§ Input data
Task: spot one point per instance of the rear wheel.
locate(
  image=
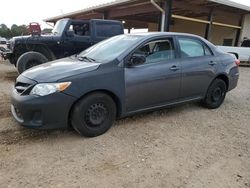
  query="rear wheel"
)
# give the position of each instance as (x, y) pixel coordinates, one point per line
(93, 115)
(29, 60)
(216, 94)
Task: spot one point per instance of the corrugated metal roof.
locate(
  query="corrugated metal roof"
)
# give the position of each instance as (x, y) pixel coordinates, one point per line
(118, 2)
(232, 4)
(112, 3)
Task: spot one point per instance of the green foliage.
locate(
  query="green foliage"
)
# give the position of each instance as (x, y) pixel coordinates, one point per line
(15, 30)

§ How to complete this task
The answer must consist of each line in the entries above that includes "wheel".

§ Output below
Task: spot one point per instance of the rear wheel.
  query="rear wheel"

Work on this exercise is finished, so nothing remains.